>> begin
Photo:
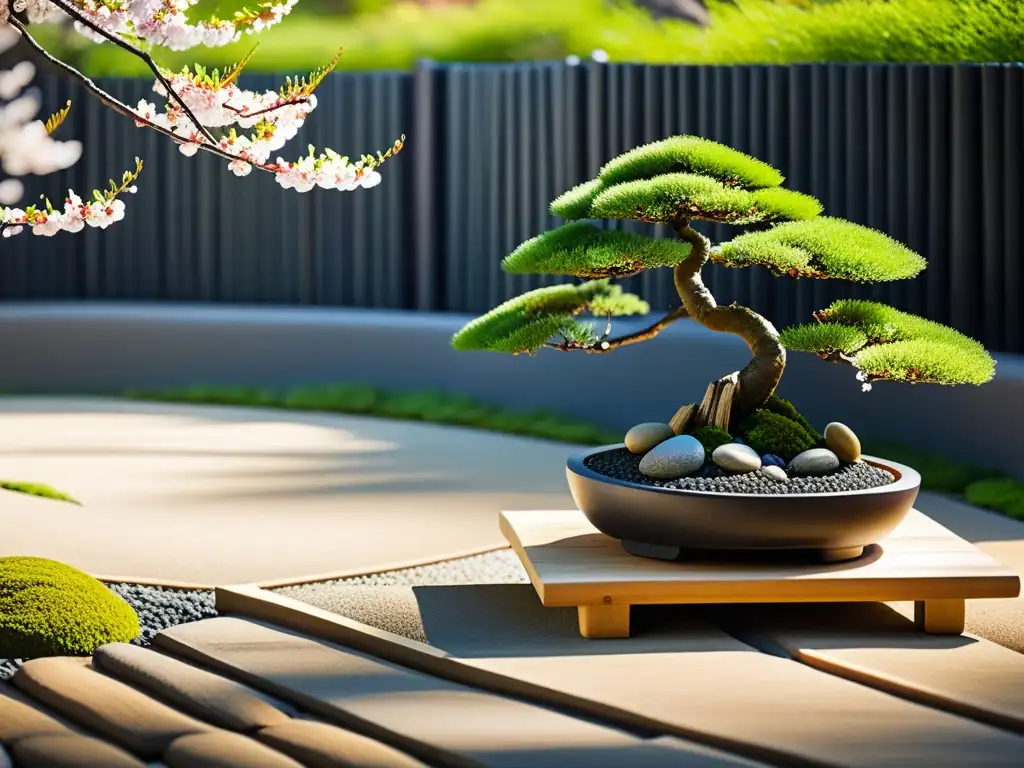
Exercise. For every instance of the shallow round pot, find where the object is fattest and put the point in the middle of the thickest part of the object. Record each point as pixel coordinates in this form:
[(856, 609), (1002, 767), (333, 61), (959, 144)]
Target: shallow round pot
[(658, 522)]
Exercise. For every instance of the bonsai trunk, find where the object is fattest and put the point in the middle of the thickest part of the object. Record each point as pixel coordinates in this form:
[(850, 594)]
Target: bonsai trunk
[(731, 398)]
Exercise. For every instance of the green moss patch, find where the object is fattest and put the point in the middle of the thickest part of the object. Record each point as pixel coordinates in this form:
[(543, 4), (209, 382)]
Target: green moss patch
[(51, 609), (583, 250), (824, 248), (37, 489)]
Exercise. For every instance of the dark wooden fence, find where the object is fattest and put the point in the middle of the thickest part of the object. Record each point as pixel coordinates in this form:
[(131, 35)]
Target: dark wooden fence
[(931, 155)]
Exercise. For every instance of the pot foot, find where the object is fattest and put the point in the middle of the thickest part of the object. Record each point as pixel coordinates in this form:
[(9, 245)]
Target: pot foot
[(654, 551), (840, 555)]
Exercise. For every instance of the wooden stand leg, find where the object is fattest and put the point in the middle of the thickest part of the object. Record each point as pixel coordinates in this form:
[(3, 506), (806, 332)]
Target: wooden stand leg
[(939, 616), (604, 621)]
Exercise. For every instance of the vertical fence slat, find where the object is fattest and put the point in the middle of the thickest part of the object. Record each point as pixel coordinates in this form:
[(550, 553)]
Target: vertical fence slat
[(929, 154)]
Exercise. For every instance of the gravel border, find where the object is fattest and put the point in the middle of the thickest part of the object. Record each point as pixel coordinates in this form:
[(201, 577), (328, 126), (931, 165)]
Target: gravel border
[(387, 601), (157, 607)]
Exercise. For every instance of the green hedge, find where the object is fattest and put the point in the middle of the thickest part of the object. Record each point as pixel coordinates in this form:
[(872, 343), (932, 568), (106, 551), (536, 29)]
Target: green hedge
[(741, 32)]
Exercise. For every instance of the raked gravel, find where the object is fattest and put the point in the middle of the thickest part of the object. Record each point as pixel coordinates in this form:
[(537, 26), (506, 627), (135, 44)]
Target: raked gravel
[(387, 600)]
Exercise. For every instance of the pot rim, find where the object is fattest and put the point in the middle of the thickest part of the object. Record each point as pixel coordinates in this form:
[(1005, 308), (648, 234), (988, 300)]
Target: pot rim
[(907, 478)]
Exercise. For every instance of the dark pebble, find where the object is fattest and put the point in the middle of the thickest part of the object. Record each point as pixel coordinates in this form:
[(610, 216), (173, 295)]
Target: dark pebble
[(623, 465)]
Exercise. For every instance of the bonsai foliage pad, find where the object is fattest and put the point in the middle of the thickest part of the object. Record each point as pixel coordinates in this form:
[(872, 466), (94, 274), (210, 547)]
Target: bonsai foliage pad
[(571, 563)]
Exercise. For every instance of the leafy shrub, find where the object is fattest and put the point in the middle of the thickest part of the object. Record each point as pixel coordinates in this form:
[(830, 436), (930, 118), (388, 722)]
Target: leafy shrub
[(51, 609), (741, 32), (937, 473), (768, 432), (1003, 495), (37, 489), (712, 437)]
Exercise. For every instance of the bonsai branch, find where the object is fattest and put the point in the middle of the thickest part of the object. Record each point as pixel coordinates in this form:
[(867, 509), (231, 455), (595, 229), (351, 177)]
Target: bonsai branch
[(75, 13), (756, 382), (606, 345), (119, 107)]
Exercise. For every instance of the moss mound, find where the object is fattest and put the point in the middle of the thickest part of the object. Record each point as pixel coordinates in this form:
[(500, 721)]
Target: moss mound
[(51, 609), (712, 437), (784, 408), (768, 432)]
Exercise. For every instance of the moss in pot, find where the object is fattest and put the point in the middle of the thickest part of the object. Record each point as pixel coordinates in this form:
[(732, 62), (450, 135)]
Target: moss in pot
[(740, 469)]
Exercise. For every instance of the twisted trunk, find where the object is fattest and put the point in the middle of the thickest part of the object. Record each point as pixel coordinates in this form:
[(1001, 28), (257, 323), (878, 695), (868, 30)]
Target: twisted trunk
[(758, 380)]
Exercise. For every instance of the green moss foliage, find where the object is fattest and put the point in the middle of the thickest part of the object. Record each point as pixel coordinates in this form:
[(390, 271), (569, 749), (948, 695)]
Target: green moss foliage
[(782, 407), (712, 437), (525, 323), (768, 432), (690, 155), (583, 250), (576, 203), (432, 407), (38, 489), (51, 609), (686, 196), (899, 346), (823, 248)]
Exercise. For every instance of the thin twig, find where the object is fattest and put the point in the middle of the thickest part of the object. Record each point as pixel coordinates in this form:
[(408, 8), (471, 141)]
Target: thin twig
[(606, 346), (243, 114), (123, 109), (75, 13)]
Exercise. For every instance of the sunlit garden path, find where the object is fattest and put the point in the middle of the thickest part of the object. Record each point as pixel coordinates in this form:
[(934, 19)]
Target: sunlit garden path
[(210, 496)]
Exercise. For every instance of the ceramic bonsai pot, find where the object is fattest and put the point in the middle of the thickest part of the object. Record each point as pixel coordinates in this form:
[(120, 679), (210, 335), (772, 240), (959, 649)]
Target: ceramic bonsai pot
[(670, 523)]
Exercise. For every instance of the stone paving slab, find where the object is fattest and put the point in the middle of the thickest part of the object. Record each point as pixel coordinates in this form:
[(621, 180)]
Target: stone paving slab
[(677, 675), (129, 718), (223, 750), (206, 495), (872, 644), (433, 719), (324, 745), (70, 751), (199, 692)]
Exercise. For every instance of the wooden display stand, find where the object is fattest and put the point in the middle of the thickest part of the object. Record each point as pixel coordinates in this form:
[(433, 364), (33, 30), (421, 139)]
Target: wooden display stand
[(570, 563)]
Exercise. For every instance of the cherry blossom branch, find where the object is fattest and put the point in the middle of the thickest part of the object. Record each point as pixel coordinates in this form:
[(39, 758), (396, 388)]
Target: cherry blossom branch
[(74, 12), (243, 114), (113, 102)]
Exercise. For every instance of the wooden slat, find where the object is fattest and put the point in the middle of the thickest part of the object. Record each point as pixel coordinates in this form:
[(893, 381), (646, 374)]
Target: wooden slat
[(875, 645), (571, 563), (677, 676), (436, 720)]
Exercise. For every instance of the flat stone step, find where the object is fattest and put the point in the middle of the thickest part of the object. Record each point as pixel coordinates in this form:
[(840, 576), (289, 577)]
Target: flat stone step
[(872, 644), (130, 719), (324, 745), (439, 722), (198, 692), (19, 719), (70, 751), (223, 750), (677, 675)]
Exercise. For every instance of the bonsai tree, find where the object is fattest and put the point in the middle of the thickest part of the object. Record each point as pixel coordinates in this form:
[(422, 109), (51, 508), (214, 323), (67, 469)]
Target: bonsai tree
[(683, 179)]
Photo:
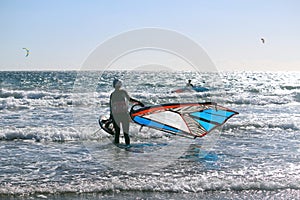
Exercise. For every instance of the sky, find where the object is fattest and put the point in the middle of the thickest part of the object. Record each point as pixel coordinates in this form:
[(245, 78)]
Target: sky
[(61, 34)]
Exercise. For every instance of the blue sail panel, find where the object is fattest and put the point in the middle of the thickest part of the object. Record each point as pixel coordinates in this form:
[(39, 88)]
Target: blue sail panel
[(224, 113), (206, 125), (151, 123)]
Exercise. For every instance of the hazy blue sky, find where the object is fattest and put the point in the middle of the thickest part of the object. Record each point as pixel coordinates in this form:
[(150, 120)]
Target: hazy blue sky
[(62, 33)]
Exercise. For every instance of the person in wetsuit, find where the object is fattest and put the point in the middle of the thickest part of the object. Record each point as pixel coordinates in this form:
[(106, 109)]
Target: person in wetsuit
[(119, 99), (189, 84)]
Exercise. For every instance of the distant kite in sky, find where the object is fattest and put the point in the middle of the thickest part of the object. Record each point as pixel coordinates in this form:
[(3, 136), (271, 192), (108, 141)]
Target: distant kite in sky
[(27, 52)]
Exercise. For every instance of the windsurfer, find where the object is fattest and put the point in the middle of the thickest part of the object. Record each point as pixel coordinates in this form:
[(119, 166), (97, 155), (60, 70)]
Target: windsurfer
[(119, 110), (189, 84)]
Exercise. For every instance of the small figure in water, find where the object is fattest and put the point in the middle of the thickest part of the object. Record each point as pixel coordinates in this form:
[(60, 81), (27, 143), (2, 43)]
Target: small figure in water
[(119, 110), (189, 84)]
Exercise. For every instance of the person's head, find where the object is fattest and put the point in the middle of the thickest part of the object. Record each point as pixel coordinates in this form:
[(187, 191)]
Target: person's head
[(117, 83)]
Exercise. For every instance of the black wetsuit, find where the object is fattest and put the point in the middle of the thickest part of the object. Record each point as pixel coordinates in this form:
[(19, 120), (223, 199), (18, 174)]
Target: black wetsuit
[(119, 111)]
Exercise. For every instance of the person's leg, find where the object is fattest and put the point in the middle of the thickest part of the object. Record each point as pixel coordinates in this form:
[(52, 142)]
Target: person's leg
[(125, 125), (117, 131)]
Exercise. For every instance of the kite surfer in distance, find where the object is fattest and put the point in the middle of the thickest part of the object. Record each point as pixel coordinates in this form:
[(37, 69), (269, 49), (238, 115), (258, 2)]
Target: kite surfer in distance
[(189, 84), (119, 114)]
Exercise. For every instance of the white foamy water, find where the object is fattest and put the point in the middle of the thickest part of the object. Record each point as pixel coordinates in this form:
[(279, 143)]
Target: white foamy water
[(51, 146)]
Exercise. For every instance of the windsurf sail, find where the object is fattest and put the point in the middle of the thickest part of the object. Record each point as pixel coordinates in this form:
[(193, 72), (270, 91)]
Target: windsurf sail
[(27, 52), (184, 119)]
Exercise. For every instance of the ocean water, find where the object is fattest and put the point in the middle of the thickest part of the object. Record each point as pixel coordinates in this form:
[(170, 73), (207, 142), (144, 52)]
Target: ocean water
[(51, 146)]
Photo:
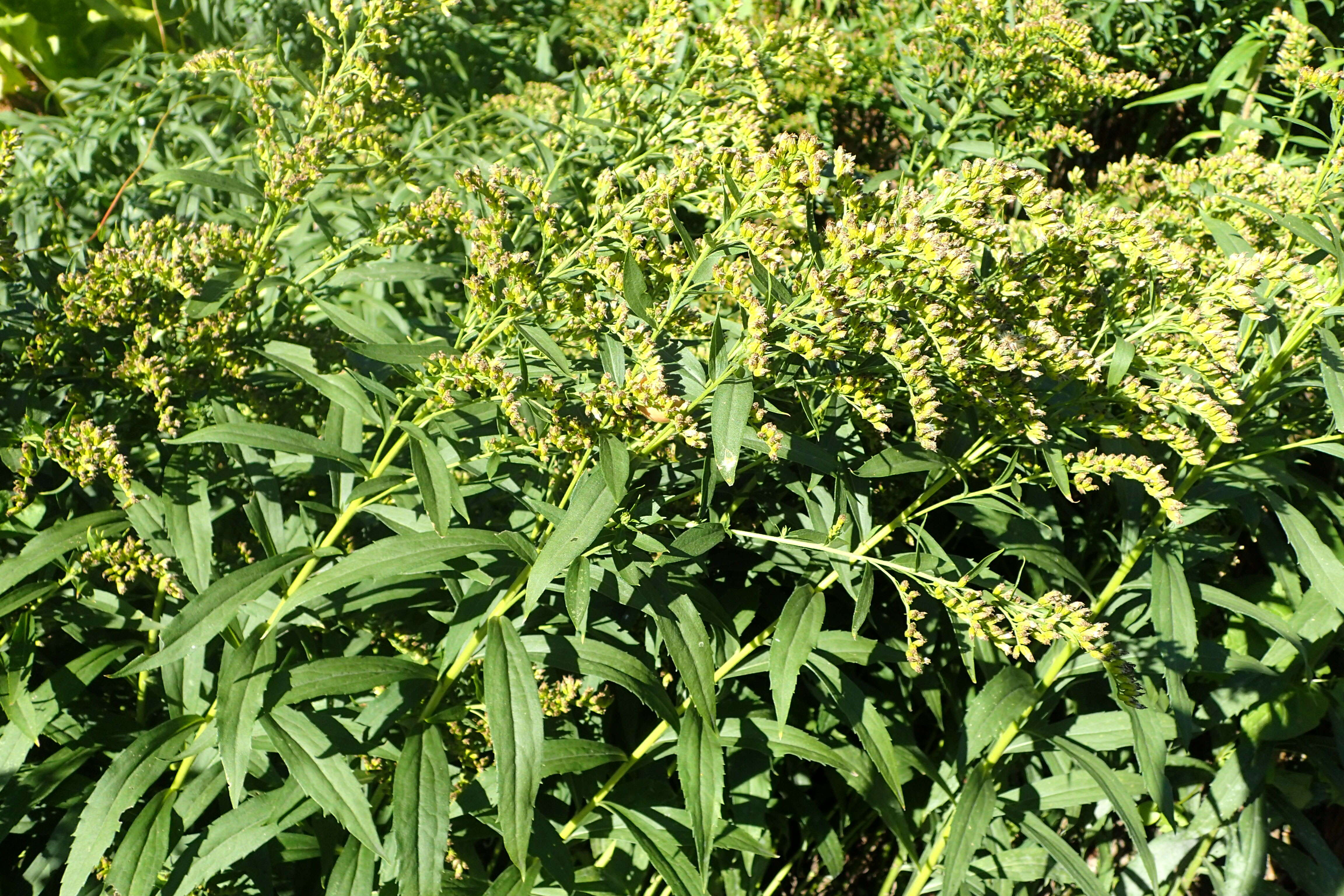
>> end
Starting with the line with "Exercise. For every instance of the gravel" and going on through the line with "[(201, 577), (328, 126), (931, 165)]", write out those lines from the listing again, swapping "fattest" for "widest" and leaving everything else unchanged.

Exercise solution:
Exercise. For every instance of the gravel border, find where the object is widest and put the point in the middle of the thickest part of the object. Record each point as pixel coordinates in this form:
[(201, 577), (328, 126), (931, 165)]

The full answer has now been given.